[WHAT YOU SHOULD DO]:
Return all the lines below in which the string "instance" appears.
*** RECORDS SHOWN ***
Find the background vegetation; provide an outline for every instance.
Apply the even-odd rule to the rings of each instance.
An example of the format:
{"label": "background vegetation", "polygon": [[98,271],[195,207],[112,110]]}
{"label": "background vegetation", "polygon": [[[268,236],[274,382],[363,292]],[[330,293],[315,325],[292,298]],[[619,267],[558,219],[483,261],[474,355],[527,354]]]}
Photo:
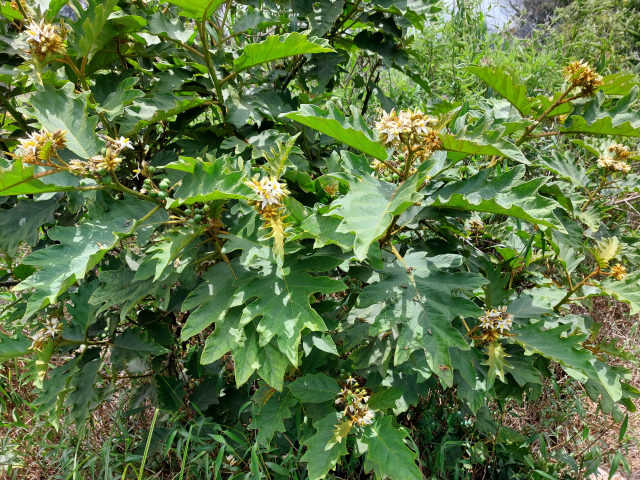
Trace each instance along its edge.
{"label": "background vegetation", "polygon": [[[401,5],[393,7],[394,3]],[[495,171],[492,182],[514,171],[525,172],[522,182],[545,177],[548,183],[542,198],[552,199],[571,212],[570,220],[578,225],[578,233],[575,230],[566,233],[568,237],[574,235],[567,240],[547,230],[544,223],[539,222],[540,218],[527,220],[460,208],[456,214],[427,212],[424,218],[407,219],[407,225],[415,221],[419,227],[398,232],[393,228],[388,232],[384,229],[379,237],[384,241],[393,238],[389,245],[395,245],[398,255],[405,259],[415,250],[428,251],[428,257],[463,256],[464,266],[437,268],[451,275],[466,272],[478,278],[487,277],[490,286],[485,288],[471,281],[467,290],[459,292],[460,296],[471,298],[476,308],[490,309],[504,300],[509,303],[509,311],[515,311],[512,302],[519,301],[517,306],[528,299],[530,304],[522,307],[525,311],[522,318],[546,315],[541,318],[550,322],[549,328],[571,325],[569,334],[573,335],[558,333],[557,337],[582,338],[584,335],[578,343],[589,346],[594,356],[597,355],[597,361],[608,365],[607,375],[611,372],[612,377],[617,375],[610,382],[615,385],[611,390],[594,386],[578,366],[551,358],[552,355],[542,355],[535,349],[532,349],[536,351],[534,357],[525,356],[521,346],[507,345],[508,338],[503,337],[498,344],[504,345],[507,355],[511,356],[503,359],[506,364],[496,367],[489,360],[490,364],[483,367],[485,357],[471,363],[470,375],[479,375],[472,390],[481,392],[474,404],[469,400],[472,395],[463,391],[468,375],[465,377],[464,369],[459,368],[461,362],[456,364],[455,359],[451,365],[425,366],[426,361],[420,363],[412,357],[413,370],[390,367],[388,375],[378,367],[389,362],[389,352],[396,344],[385,346],[384,342],[387,338],[397,341],[398,330],[389,326],[390,333],[386,329],[380,330],[379,335],[363,333],[358,329],[359,322],[373,329],[370,324],[375,315],[366,311],[368,306],[363,300],[356,303],[356,299],[364,298],[366,288],[379,285],[376,282],[380,279],[374,278],[377,275],[374,270],[384,271],[379,268],[381,264],[387,269],[408,270],[409,275],[411,266],[394,264],[396,257],[391,250],[384,250],[384,241],[382,253],[378,249],[379,258],[375,254],[371,256],[367,244],[364,255],[358,254],[354,260],[357,242],[353,239],[333,238],[332,233],[323,231],[323,235],[330,237],[325,241],[317,231],[300,226],[316,212],[326,212],[323,209],[329,205],[336,208],[338,199],[348,198],[347,191],[354,188],[350,183],[354,176],[363,176],[366,172],[365,176],[371,177],[369,161],[372,158],[363,164],[355,155],[359,153],[357,147],[349,141],[344,143],[354,148],[335,142],[320,128],[317,129],[323,134],[317,134],[315,127],[304,123],[303,115],[295,118],[298,123],[294,123],[294,119],[283,118],[281,114],[297,112],[302,104],[314,104],[326,111],[331,108],[326,106],[330,100],[339,111],[353,115],[351,118],[357,118],[357,113],[362,115],[363,122],[370,127],[384,111],[416,108],[434,116],[453,112],[451,119],[462,118],[460,125],[465,128],[477,126],[474,122],[485,115],[494,122],[506,118],[506,114],[500,117],[499,106],[503,105],[504,111],[506,105],[508,112],[509,105],[502,100],[503,92],[494,88],[496,85],[487,83],[478,71],[474,73],[467,67],[490,67],[492,72],[499,72],[495,78],[508,76],[513,84],[524,85],[526,96],[534,99],[563,91],[567,79],[562,76],[562,69],[580,59],[589,62],[605,78],[622,74],[613,77],[620,80],[620,90],[612,94],[614,100],[607,100],[616,102],[626,98],[623,95],[631,91],[635,81],[631,75],[638,73],[640,4],[608,0],[559,5],[525,2],[519,5],[518,17],[494,29],[490,28],[491,20],[478,3],[405,3],[250,1],[243,2],[243,8],[238,9],[231,9],[225,3],[210,12],[213,21],[209,23],[202,21],[202,12],[198,19],[198,11],[194,13],[188,2],[180,1],[159,5],[141,1],[108,1],[99,5],[90,1],[87,10],[77,3],[63,8],[63,3],[56,1],[0,4],[3,178],[9,175],[6,172],[12,172],[12,165],[19,157],[19,139],[39,132],[47,119],[54,125],[51,118],[61,116],[66,108],[73,110],[69,99],[85,102],[79,116],[74,117],[75,113],[69,111],[73,119],[69,125],[85,131],[84,122],[90,118],[89,123],[94,123],[88,130],[93,133],[97,128],[101,135],[78,136],[77,147],[87,150],[92,145],[96,147],[90,157],[101,155],[102,161],[108,157],[103,148],[105,135],[117,139],[120,133],[126,134],[132,142],[131,148],[121,149],[123,161],[118,170],[115,166],[111,168],[108,161],[101,167],[95,162],[96,168],[84,177],[52,175],[56,180],[45,182],[45,187],[39,185],[39,191],[0,192],[5,195],[0,198],[4,215],[0,216],[0,224],[5,230],[0,236],[4,260],[0,317],[0,472],[6,478],[302,480],[324,474],[327,478],[353,479],[381,478],[387,474],[404,479],[415,475],[415,470],[407,465],[414,468],[417,465],[425,478],[542,479],[584,478],[599,466],[612,473],[630,472],[637,464],[640,457],[640,421],[634,413],[638,402],[636,388],[640,388],[636,367],[640,346],[637,281],[624,280],[625,285],[629,283],[624,294],[609,291],[601,295],[602,292],[596,293],[587,286],[585,290],[576,291],[576,296],[581,297],[578,301],[562,305],[561,315],[557,315],[559,309],[554,313],[551,307],[562,297],[527,297],[527,292],[557,288],[564,293],[566,288],[572,289],[602,260],[598,257],[602,257],[602,251],[597,249],[614,237],[626,248],[614,249],[616,258],[626,265],[630,274],[635,273],[633,270],[640,258],[637,254],[640,220],[637,167],[633,167],[628,176],[611,177],[618,183],[609,191],[602,191],[606,182],[599,184],[593,199],[591,194],[588,199],[585,197],[584,190],[590,190],[581,190],[578,183],[590,177],[598,185],[601,170],[594,166],[598,156],[605,154],[614,140],[624,141],[630,150],[637,150],[638,135],[622,138],[615,135],[619,133],[617,130],[612,130],[611,136],[604,140],[602,137],[590,139],[583,134],[553,135],[566,121],[558,118],[562,112],[555,112],[541,124],[538,131],[541,135],[529,138],[522,147],[533,165],[517,166],[512,158],[502,158],[500,152],[483,150],[469,155],[469,151],[460,153],[451,147],[448,161],[452,165],[447,167],[455,168],[444,174],[431,164],[423,163],[430,167],[428,172],[419,169],[412,173],[416,175],[412,178],[419,177],[422,180],[419,183],[424,183],[418,186],[427,190],[430,188],[425,187],[429,184],[427,173],[442,182],[434,182],[437,188],[468,180],[488,168]],[[362,11],[366,17],[359,17],[358,23],[354,18]],[[57,61],[50,61],[52,57],[46,52],[42,58],[35,58],[34,43],[29,45],[25,33],[29,25],[26,17],[38,21],[44,18],[56,24],[66,22],[67,27],[64,23],[60,25],[70,29],[67,52],[57,52]],[[246,59],[248,55],[242,56],[243,48],[264,41],[268,35],[284,35],[307,28],[326,40],[326,43],[318,40],[320,50],[312,55],[283,54],[260,64],[251,64]],[[365,35],[361,36],[361,31]],[[91,39],[89,44],[87,38]],[[206,49],[203,43],[208,45]],[[330,48],[335,51],[329,51]],[[246,69],[242,66],[243,58],[249,62]],[[578,112],[584,106],[580,102],[587,100],[576,100]],[[630,102],[623,115],[627,115],[624,120],[631,119],[633,123],[637,100],[631,96]],[[307,115],[311,116],[308,112]],[[495,125],[492,124],[492,128]],[[526,128],[526,123],[522,125]],[[633,127],[638,125],[633,123]],[[464,136],[460,134],[461,128],[452,122],[446,126],[449,130],[443,132]],[[68,133],[76,134],[71,129]],[[299,136],[295,137],[296,134]],[[519,134],[511,136],[510,142],[516,143]],[[293,142],[287,143],[291,138]],[[498,140],[492,138],[476,139],[477,144],[498,145]],[[469,144],[466,145],[468,148]],[[353,156],[345,154],[347,150]],[[441,153],[437,152],[435,158],[441,158],[438,157]],[[179,157],[200,158],[207,164],[224,158],[227,162],[224,167],[215,168],[224,168],[225,175],[230,177],[246,172],[246,178],[234,177],[244,180],[258,172],[280,177],[281,167],[285,166],[287,173],[282,183],[290,190],[287,197],[290,200],[280,200],[290,215],[286,221],[292,226],[286,231],[288,243],[283,244],[282,252],[277,249],[277,239],[261,237],[263,231],[260,235],[257,233],[263,221],[271,220],[261,219],[255,205],[246,202],[257,200],[250,187],[242,181],[237,181],[235,186],[216,184],[213,190],[227,195],[219,198],[211,194],[210,185],[199,190],[197,179],[206,177],[206,172],[194,175],[197,161],[185,163]],[[73,157],[61,153],[61,158],[70,164]],[[84,159],[82,168],[90,160]],[[172,164],[173,169],[166,168]],[[633,165],[631,161],[630,164]],[[185,165],[191,165],[191,171]],[[46,167],[42,168],[35,171],[46,171]],[[207,165],[206,168],[214,167]],[[220,171],[212,172],[212,177],[222,176]],[[189,174],[196,181],[180,196],[175,185],[182,181],[179,188],[183,189],[185,178],[191,178]],[[410,182],[408,177],[399,178],[390,169],[375,175],[385,184]],[[34,181],[28,178],[26,184],[32,185]],[[505,186],[504,191],[520,185],[514,182]],[[163,184],[168,187],[162,187]],[[3,185],[6,187],[6,183]],[[593,192],[597,187],[591,188]],[[429,191],[429,195],[433,195],[435,189]],[[184,187],[183,193],[185,190],[188,189]],[[168,196],[164,193],[167,191]],[[143,195],[153,200],[137,202],[133,198]],[[370,193],[366,198],[373,195]],[[537,191],[531,196],[536,195],[539,195]],[[165,217],[160,215],[164,209],[152,211],[151,215],[157,218],[153,217],[145,226],[143,220],[150,218],[144,218],[148,209],[142,211],[139,204],[162,201],[167,206],[164,197],[169,201],[178,199],[175,210],[169,210]],[[232,200],[223,208],[223,203],[216,203],[221,202],[220,198]],[[129,202],[129,206],[119,207],[118,202]],[[405,203],[408,206],[413,200]],[[44,207],[43,212],[33,220],[35,226],[25,227],[20,218],[25,217],[26,210],[29,215],[35,215],[36,207]],[[347,207],[342,204],[337,208]],[[354,208],[349,215],[357,218],[360,208]],[[59,254],[38,257],[38,252],[46,255],[42,252],[65,245],[65,239],[57,236],[54,225],[80,231],[84,228],[82,225],[91,224],[96,218],[108,221],[109,218],[104,220],[100,215],[108,217],[109,212],[119,209],[134,212],[134,228],[141,226],[144,233],[138,231],[137,240],[133,241],[133,235],[124,229],[131,225],[119,224],[109,226],[111,230],[106,237],[92,233],[96,236],[82,239],[81,246],[94,241],[112,241],[112,232],[122,235],[109,248],[104,248],[103,258],[86,272],[61,281],[65,288],[59,292],[47,290],[52,280],[39,278],[36,272],[59,264],[56,257],[67,262],[73,255],[80,255],[74,250],[67,252],[66,257]],[[591,216],[587,215],[589,212]],[[264,215],[264,206],[260,213]],[[114,214],[110,220],[118,218]],[[216,220],[221,223],[215,223]],[[472,220],[482,220],[482,227],[474,230]],[[569,220],[564,221],[569,225]],[[339,223],[329,231],[335,232]],[[152,236],[152,231],[161,224]],[[172,230],[174,226],[180,229],[178,233]],[[215,235],[201,238],[203,228]],[[548,233],[539,235],[538,228]],[[20,233],[7,238],[6,232],[14,230]],[[218,238],[221,230],[223,236]],[[276,231],[272,228],[272,232]],[[238,243],[224,237],[225,233],[235,236]],[[141,236],[155,243],[145,243]],[[370,243],[377,243],[375,240]],[[328,247],[322,245],[323,241]],[[215,311],[216,305],[201,305],[206,302],[203,297],[211,285],[222,288],[215,282],[218,278],[225,280],[221,277],[225,265],[235,262],[233,265],[240,268],[240,263],[249,264],[257,258],[264,262],[259,264],[260,268],[267,268],[264,266],[267,263],[281,267],[283,261],[291,261],[295,254],[298,248],[292,247],[295,242],[300,248],[314,254],[322,252],[321,255],[329,259],[329,266],[324,269],[311,269],[315,281],[320,278],[326,282],[344,282],[344,288],[333,288],[335,284],[326,283],[317,291],[308,292],[314,294],[314,311],[322,316],[331,338],[305,326],[302,340],[298,339],[302,342],[299,351],[303,360],[298,368],[282,368],[280,376],[269,375],[261,368],[265,361],[260,359],[254,361],[251,368],[246,367],[250,371],[243,374],[244,381],[238,380],[240,355],[235,349],[240,347],[231,348],[232,343],[225,344],[229,347],[226,350],[217,348],[221,354],[214,361],[202,361],[203,355],[207,355],[205,340],[208,335],[213,337],[212,332],[219,327],[213,325],[213,320],[202,320],[206,317],[202,312]],[[330,244],[340,248],[331,250]],[[98,245],[102,252],[102,244]],[[488,263],[484,263],[485,260]],[[139,294],[123,295],[126,286],[136,281],[133,272],[139,271],[145,261],[151,262],[151,270],[143,280],[153,277],[152,285]],[[344,262],[351,262],[350,267],[345,268]],[[617,261],[607,268],[614,263]],[[416,265],[427,268],[425,264]],[[323,276],[317,272],[330,273]],[[113,278],[110,279],[110,275]],[[569,277],[568,284],[566,277]],[[35,286],[35,293],[13,288],[23,281],[26,283],[21,286]],[[170,295],[162,293],[167,286]],[[381,296],[390,296],[389,291],[385,290]],[[231,297],[233,293],[225,295]],[[199,317],[198,308],[202,308]],[[465,315],[461,315],[464,320]],[[31,347],[34,332],[50,318],[60,319],[63,324],[60,342],[46,341],[34,350]],[[204,327],[194,327],[190,323],[194,318],[200,319]],[[516,317],[516,324],[525,325],[522,318]],[[85,323],[79,324],[78,319],[84,319]],[[453,325],[451,328],[464,332],[461,322]],[[189,328],[190,334],[185,334]],[[24,335],[29,335],[29,339]],[[120,343],[116,341],[118,338]],[[11,346],[12,342],[20,341],[17,347]],[[121,350],[110,349],[113,342]],[[486,339],[478,340],[475,346],[484,352]],[[577,351],[585,352],[579,345],[578,348]],[[298,345],[295,350],[298,352]],[[142,354],[136,356],[131,351]],[[230,355],[228,351],[233,352]],[[354,356],[354,352],[358,353]],[[212,358],[215,356],[208,353]],[[535,358],[535,365],[526,363],[527,358]],[[99,367],[98,359],[104,361]],[[96,369],[91,370],[92,365]],[[524,376],[518,378],[508,373],[513,367],[521,368]],[[487,373],[489,368],[493,378]],[[447,370],[451,372],[448,380]],[[353,431],[344,433],[343,438],[338,436],[331,446],[331,435],[338,420],[334,418],[328,427],[323,427],[321,422],[337,413],[327,416],[334,407],[327,406],[327,401],[315,403],[311,398],[321,389],[314,390],[307,385],[311,393],[305,393],[305,385],[300,382],[304,378],[324,379],[325,373],[339,382],[343,391],[352,387],[347,383],[352,375],[357,381],[366,382],[359,385],[365,390],[358,395],[372,398],[373,394],[378,395],[375,425],[383,425],[386,419],[392,422],[384,424],[385,432],[396,442],[391,451],[400,452],[398,456],[404,458],[398,459],[397,464],[393,459],[386,465],[376,462],[375,458],[380,457],[370,453],[373,441],[366,424],[356,425]],[[288,385],[295,382],[302,385],[299,390],[289,389]],[[496,387],[492,389],[488,383],[494,382]],[[271,387],[278,387],[276,390],[284,393],[273,396]],[[621,392],[616,399],[619,402],[607,397],[616,388]],[[286,392],[293,395],[283,399],[281,395]],[[272,396],[273,401],[277,399],[275,407],[268,403]],[[270,408],[276,411],[267,412]],[[260,418],[262,423],[256,424]],[[357,428],[360,430],[354,433]],[[329,437],[318,439],[322,432],[329,432]],[[319,446],[320,440],[324,444]],[[365,444],[371,449],[366,454]],[[312,448],[316,449],[312,451],[316,456],[326,451],[337,452],[339,460],[333,460],[332,472],[327,473],[331,460],[323,466],[326,468],[322,475],[318,473],[322,468],[311,465],[308,452]]]}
*** End of RECORDS SHOWN ***
[TASK OUTPUT]:
Find the background vegetation; provide an outline for every instance.
Apply the even-odd rule to the rings of each instance.
Trace each instance along its edge.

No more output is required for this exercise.